Begin READING TEXT

27 December 2011

The British Library Catalogue / British National Bibliography

I have added to Fluidinfo information on approximately 2.5 million books drawn from the roughly 3 million records in the British National Bibliography, which documents the British Library’s Catalogue.

As ever, I have used the book-u convention (implemented using the Python abouttag library) to select about tags for the objects, and have tagged the books in Fluidinfo under the book user. Data specific to the British National Biography (BNB) is stored in the namespace book/bnb, while more generic data (derived from the information contained in the Bibliography) is stored directly in the book namespace.

Here is an example of a book that has been augmented with data from the British National Library. The book is George Orwell’s Animal Farm, and it is illustrated using the About Tag visualizer. (If you can’t see the picture below, upgrade to the latest version of your browser or see here for information on why you might be having trouble.) The green tags are the new ones.

fluidinfo 1529c459- f3f2- 45e1- 90f4- 3ff3040ad6df alice/comment="So disappointing." alice/has-read alice/likes=False alice/rating=2 bert/comment="What a book: I love it!" bert/has-read bert/rating=8 book/author="George Orwell" book/bnb/contributors={} book/bnb/creator="Orwell, George, 1903-1950" book/bnb/id={"GB9689279", "GBB005647", "GB8416414", "GBA0Y6010", "GB9330497", "GB7301513"} book/dewey={"823.912", "823/.912", "823/.9/1"} book/isbn={"070898200X", "185715150X", "0582275245", "0582434475", "0435121650", "978141...} book/r=0.170613118849 book/source={"BNBrdfdc13.xml-201011150#088316", "BNBrdfdc13.xml-201011150#029879", "BNBrdf...} book/title="Animal farm" fluiddb/about="book:animal farm (george orwell)" girafind/books/author={"George Orwell"} girafind/books/language="["$_english"]" girafind/books/title="Animal Farm" miro/books/author="George Orwell" miro/books/forename="George" miro/books/guardian-1000 miro/books/surname="Orwell" miro/books/title="Animal Farm" miro/books/year=1945 miro/class="record" njr/index/about njr/rating=10 otoburb/has-read otoburb/rating=8

Notice that, because of the careful normalization inherent in the book-u convention, where the book is already in Fluidinfo, the new data has generally been added to the existing object corresponding to that book, as in the case above.

The core data that should almost always be present is:

  • the about tag fluiddb/about, normalized using the book-u convention:

    book:animal farm (george orwell)

  • the book/author tag, containing the best author information I was able to extract, in this case

    George Orwell

    Where there is more than one author, they are generally shown separated by commas, with the last joined with an and (with no Oxford Comma). For example, The Feynman Lectures on Physics, by Feynman, Leighton and Sands has

    $ fish show -a 'book:the feynman lectures on physics (richard p feynman; robert b leighton; matthew l sands)'
    Object with about="book:the feynman lectures on physics (richard p feynman; robert b leighton; matthew l sands)":
      /book/author = "Richard P. Feynman, Robert B. Leighton and Matthew L. Sands"

End READING TEXT

EXERCISE TASK 1: In the text on the British National Bibliography in Fluidinfo, in which namespace is data specific to the British National Bibliography stored?

Begin THE DATA

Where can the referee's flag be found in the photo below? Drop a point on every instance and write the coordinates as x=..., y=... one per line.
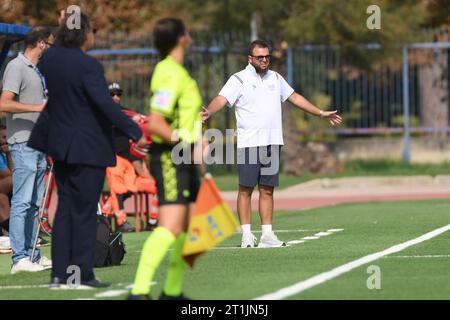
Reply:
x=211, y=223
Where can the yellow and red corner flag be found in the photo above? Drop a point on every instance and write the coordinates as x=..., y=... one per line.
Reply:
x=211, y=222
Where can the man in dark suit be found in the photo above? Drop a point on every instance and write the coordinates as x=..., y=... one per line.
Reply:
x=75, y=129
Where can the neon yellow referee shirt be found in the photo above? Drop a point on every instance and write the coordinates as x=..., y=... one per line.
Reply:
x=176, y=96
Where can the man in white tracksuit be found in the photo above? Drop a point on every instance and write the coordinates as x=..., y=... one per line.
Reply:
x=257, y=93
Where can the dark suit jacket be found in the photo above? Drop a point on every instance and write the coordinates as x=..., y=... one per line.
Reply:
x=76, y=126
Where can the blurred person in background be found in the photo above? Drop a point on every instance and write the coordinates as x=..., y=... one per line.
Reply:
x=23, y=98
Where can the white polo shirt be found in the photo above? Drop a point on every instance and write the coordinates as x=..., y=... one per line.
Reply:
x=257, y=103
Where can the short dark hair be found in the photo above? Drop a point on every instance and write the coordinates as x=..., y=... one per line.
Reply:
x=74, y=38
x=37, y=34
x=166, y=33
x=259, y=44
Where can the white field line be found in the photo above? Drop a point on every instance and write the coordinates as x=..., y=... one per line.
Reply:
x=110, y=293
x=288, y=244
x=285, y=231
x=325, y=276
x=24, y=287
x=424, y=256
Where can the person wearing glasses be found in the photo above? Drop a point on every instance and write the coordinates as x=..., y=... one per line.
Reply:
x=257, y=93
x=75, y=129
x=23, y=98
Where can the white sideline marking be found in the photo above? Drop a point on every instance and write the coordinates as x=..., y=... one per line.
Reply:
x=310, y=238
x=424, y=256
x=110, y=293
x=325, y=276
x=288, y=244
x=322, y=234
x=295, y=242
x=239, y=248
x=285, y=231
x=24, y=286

End THE DATA

EXERCISE TASK 2: Format the records from the line that contains "Where can the neon" to the line that contains "x=76, y=126" as a JSON list of strings, one string per line, with blank lines omitted.

RIGHT ANSWER 1: book/bnb

RIGHT ANSWER 2:
[
  "Where can the neon yellow referee shirt be found in the photo above? Drop a point on every instance and write the coordinates as x=..., y=... one per line.",
  "Reply:",
  "x=176, y=96",
  "Where can the man in white tracksuit be found in the photo above? Drop a point on every instance and write the coordinates as x=..., y=... one per line.",
  "Reply:",
  "x=257, y=93",
  "Where can the dark suit jacket be found in the photo above? Drop a point on every instance and write the coordinates as x=..., y=... one per line.",
  "Reply:",
  "x=76, y=126"
]